→ TEXT EXCERPT:
^^^^

Software based on natural language processing and machine-learning techniques can effectively classify free-text radiology reports, showing potential for improving clinical care and supporting radiology research, according to an Italian study published online on 7 June in Artificial Intelligence in Medicine.
Researchers led by Alfonso Emilio Gerevini, PhD, of the University of Brescia have developed a software system that can automatically analyze and classify chest CT reports in Italian by the nature of the examination (e.g., first or follow-up study), test result, nature of the lesion, site, and lesion type. While the hierarchical classification system still has room for improvement, the authors reported encouraging results during initial testing.
Traditional radiological reporting has produced a vast trove of free-text clinical narratives that could be used for enhancing clinical care and research, but automatic techniques are needed to analyze these reports and make their content effectively available to radiologists in an aggregated form, they noted. In an attempt to help, they developed a machine learning-based system that was trained using chest CT reports annotated based on a particular classification schema by radiologists from their institution. The group also marked the textual evidence for their classification in each report.
To arrive at a classification decision, their machine-learning method utilizes a "cascade of classifiers" both syntactic and semantic in the report. In testing, the system could correctly classify only a little more than half of the three most important features in 68 reports. However, a separate analysis of the system's automatic annotation module found 85% agreement with an expert radiologist, providing evidence it often correctly identifies the parts of the text that are informative for the classification tasks, the researchers said.
The system's ability to identify the most relevant sentences in the report could in the future enable physicians to more easily read and understand a report, according to the researchers. Since the initial research was performed, the researchers have added a level to the classification schema that accounts for follow-up examinations and the site for which the study was recommended. In future plans, they said they intend to expand the dataset to consider different radiology departments and other annotators. New reports annotated by another expert will be included in the experimental datasets in the near future, they said.
In addition to plans for extending the classification scheme to other parts of the body, the researchers will explore the use of additional machine-learning and text-processing techniques such as deep neural networks and more sophisticated document representations for text classification. They've also begun integrating the classification system into their institution's radiology reporting software, which will enable radiologists to obtain a real-time report classification that could be immediately confirmed or modified, according to the researchers.
"The automatic annotation module will also be used for highlighting the relevant sentences of a report in order to improve visualization [of the findings]," they wrote. "We plan to analyze how/if the automatic annotation and classification of new reports helps the radiologists."

^^^^

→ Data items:
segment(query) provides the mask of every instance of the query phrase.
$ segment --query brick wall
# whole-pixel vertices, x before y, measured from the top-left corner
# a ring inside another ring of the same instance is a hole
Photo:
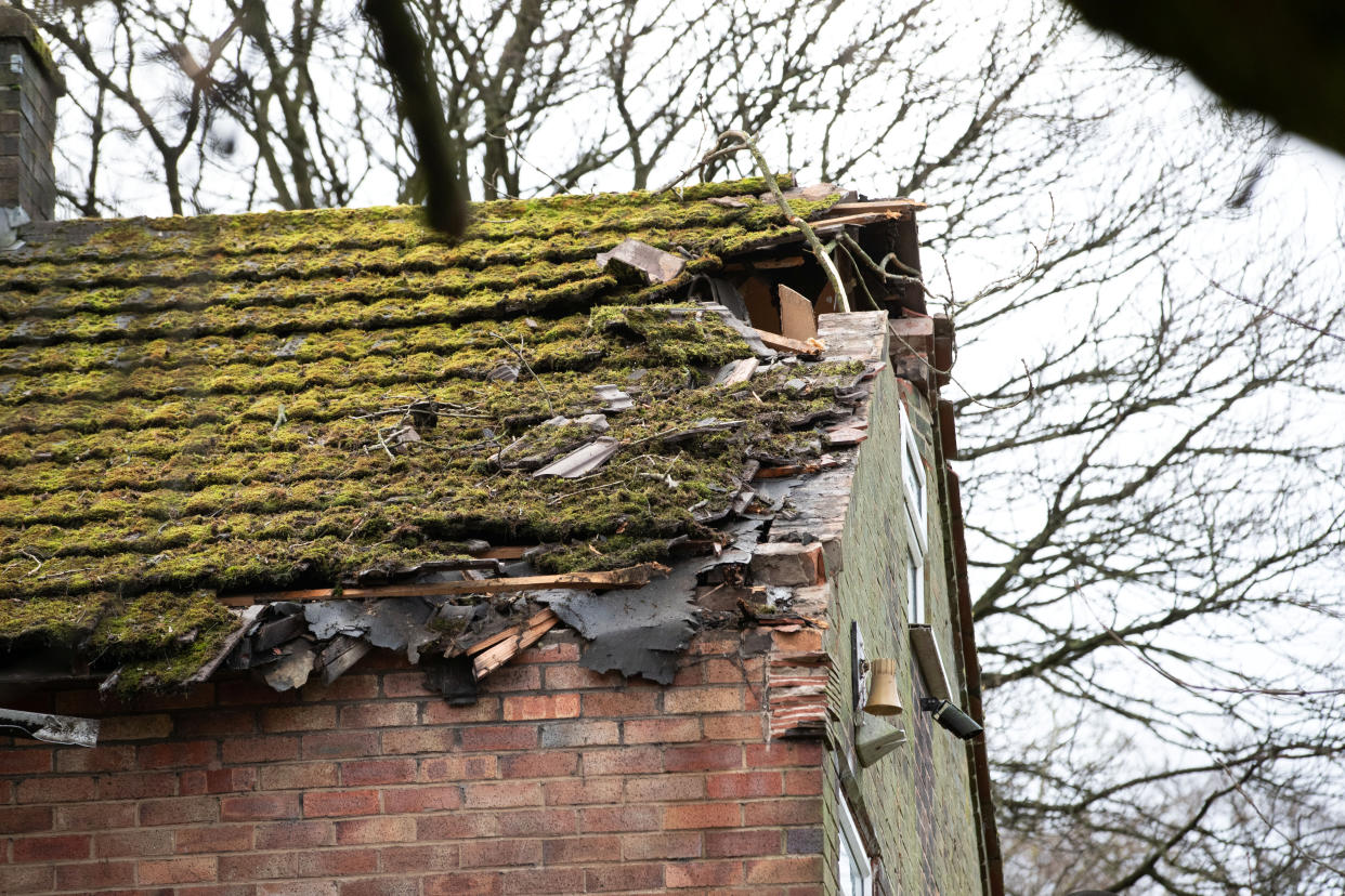
[[[924,396],[890,372],[878,377],[869,416],[869,439],[859,453],[843,536],[845,566],[833,579],[826,649],[833,670],[829,684],[835,719],[829,732],[838,744],[827,762],[824,798],[826,892],[837,888],[837,801],[850,791],[850,805],[868,827],[880,856],[886,892],[911,896],[943,893],[971,896],[982,892],[976,825],[971,806],[967,751],[931,724],[920,711],[928,690],[917,670],[907,634],[904,498],[901,492],[900,419],[897,402],[907,406],[929,474],[929,544],[925,560],[927,618],[939,641],[954,690],[962,670],[954,649],[954,619],[944,555],[948,520],[940,510],[935,472],[937,453],[933,418]],[[904,712],[893,721],[905,728],[908,742],[869,768],[854,764],[843,780],[854,744],[855,712],[850,686],[850,623],[858,621],[865,653],[897,660],[897,689]],[[962,697],[956,697],[963,703]],[[882,892],[882,891],[880,891]]]
[[[765,743],[765,658],[703,635],[668,688],[577,658],[553,633],[465,708],[389,657],[297,695],[36,695],[102,735],[0,748],[0,892],[822,892],[822,747]]]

^^^^

→ REQUIRED TASKS:
1. Render this sentence from the article on radiology report classification into French: "The group also marked the textual evidence for their classification in each report."
2. In the article on radiology report classification, what level of agreement with an expert radiologist did the automatic annotation module reach?
3. Transcribe the part of the article on radiology report classification that opens with the words containing "Software based on" and closes with "during initial testing.".
The rows are separate material and are not part of the article.

→ SOLUTIONS PER TASK:
1. Le groupe a également marqué, dans chaque compte rendu, les éléments textuels justifiant leur classification.

2. It reached 85% agreement with an expert radiologist.

3.
Software based on natural language processing and machine-learning techniques can effectively classify free-text radiology reports, showing potential for improving clinical care and supporting radiology research, according to an Italian study published online on 7 June in Artificial Intelligence in Medicine.
Researchers led by Alfonso Emilio Gerevini, PhD, of the University of Brescia have developed a software system that can automatically analyze and classify chest CT reports in Italian by the nature of the examination (e.g., first or follow-up study), test result, nature of the lesion, site, and lesion type. While the hierarchical classification system still has room for improvement, the authors reported encouraging results during initial testing.